EXERCISE OBJECTIVE – Write out all of the entries, matching the original exactly.

Start of THE DATA

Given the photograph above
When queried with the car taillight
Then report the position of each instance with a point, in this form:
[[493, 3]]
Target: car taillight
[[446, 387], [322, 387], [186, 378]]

End of THE DATA

RESULT FOR THIS TASK –
Given the photograph above
When queried with the car taillight
Then report the position of each instance with a point, in this form:
[[493, 3]]
Target: car taillight
[[446, 387], [322, 387], [186, 378]]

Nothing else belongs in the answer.